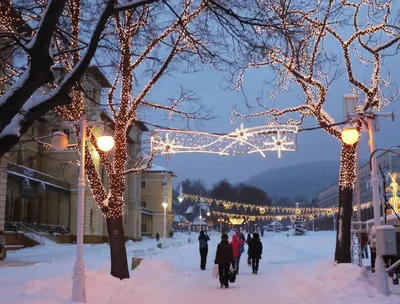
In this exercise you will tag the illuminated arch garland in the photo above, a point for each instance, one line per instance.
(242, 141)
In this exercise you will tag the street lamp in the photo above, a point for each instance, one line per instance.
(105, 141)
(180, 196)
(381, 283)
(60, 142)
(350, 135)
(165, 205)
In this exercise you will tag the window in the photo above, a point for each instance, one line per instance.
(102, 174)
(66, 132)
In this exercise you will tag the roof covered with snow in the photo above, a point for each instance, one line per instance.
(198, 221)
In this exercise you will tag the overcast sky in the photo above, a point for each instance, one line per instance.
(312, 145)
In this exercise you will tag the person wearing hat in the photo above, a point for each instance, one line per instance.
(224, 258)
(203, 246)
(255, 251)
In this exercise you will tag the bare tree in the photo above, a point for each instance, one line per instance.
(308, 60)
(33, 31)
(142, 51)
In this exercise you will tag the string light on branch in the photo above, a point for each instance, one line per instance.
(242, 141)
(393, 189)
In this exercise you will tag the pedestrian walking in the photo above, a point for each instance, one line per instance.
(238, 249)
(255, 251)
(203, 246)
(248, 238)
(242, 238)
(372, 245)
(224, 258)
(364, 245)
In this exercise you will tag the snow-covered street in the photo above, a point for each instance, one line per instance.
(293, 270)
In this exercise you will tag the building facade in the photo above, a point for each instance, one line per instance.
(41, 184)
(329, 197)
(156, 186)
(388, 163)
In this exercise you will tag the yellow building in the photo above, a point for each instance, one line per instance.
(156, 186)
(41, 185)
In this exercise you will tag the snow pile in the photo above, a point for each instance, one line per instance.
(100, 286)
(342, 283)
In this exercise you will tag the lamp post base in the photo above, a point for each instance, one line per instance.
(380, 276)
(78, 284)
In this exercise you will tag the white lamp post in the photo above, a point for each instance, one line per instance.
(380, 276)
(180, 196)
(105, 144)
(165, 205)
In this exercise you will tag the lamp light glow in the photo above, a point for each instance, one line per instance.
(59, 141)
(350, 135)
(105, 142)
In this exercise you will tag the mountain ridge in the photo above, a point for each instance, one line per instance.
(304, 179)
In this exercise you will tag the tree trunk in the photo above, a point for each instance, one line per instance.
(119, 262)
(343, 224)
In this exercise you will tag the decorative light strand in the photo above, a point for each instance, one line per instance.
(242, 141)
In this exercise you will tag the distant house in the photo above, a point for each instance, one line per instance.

━━━━

* **WORK TO BE COMPLETED**
Give back the lines of the listing from the one with "In this exercise you will tag the lamp post" through the end, both included, exactly as written and with nothing added.

* **RESULT FOR THIS TASK**
In this exercise you will tag the lamp post base in the photo above, a point for each instance, one line per instance.
(380, 276)
(78, 284)
In this exercise you will tag the white lamp post in the photo above, a point for each instance, one line per instance.
(380, 276)
(180, 196)
(105, 144)
(165, 205)
In this exercise you will tag the lamp light glow in the photo above, a point for each instance, one line per instance.
(59, 141)
(350, 135)
(105, 142)
In this exercise you will tag the mountain ridge in the photo above, a point for each instance, one line per instance.
(304, 179)
In this exercise you will tag the tree trunk in the photo above, a point for each instance, one line per instance.
(119, 262)
(343, 224)
In this exercise you will tag the decorative light strand in the photo above, a point for each instance, one line per instance.
(242, 141)
In this exercise you will tag the distant house in the photo above, a point for each instance, one line per instance.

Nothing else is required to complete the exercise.